Data supplied start
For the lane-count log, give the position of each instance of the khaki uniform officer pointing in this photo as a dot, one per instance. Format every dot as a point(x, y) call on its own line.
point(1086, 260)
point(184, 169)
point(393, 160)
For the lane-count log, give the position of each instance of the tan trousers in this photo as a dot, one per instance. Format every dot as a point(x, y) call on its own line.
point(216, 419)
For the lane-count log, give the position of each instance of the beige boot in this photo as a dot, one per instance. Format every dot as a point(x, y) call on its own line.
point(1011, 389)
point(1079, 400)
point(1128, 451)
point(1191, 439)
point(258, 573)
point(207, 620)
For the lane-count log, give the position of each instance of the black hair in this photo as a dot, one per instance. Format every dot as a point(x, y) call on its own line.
Data supplied end
### Your task
Copy all of the lines above word for word, in the same order.

### Solution for this task
For the lane-count log, give the position of each instance of the khaki uniform officer pointing in this photo as a dot, one per instance. Format every dot as a point(x, y) call on its own line.
point(1086, 260)
point(184, 169)
point(393, 160)
For the lane-count log, give the position of each instance of the tan trousers in this photo as a dot, one per instance. Format every dot as a point(x, y) call on its own line.
point(216, 419)
For the lane-count log, give the position of each instance of the beige boot in this photo as a dot, one per instance. Format every dot as a point(x, y) call on its own line.
point(1011, 389)
point(1079, 400)
point(1128, 451)
point(1191, 439)
point(258, 573)
point(207, 620)
For the lane-count log, give the position of each instance of the black hair in this photo as a dot, one per instance. Format every dot as a point(x, y) call on its own line.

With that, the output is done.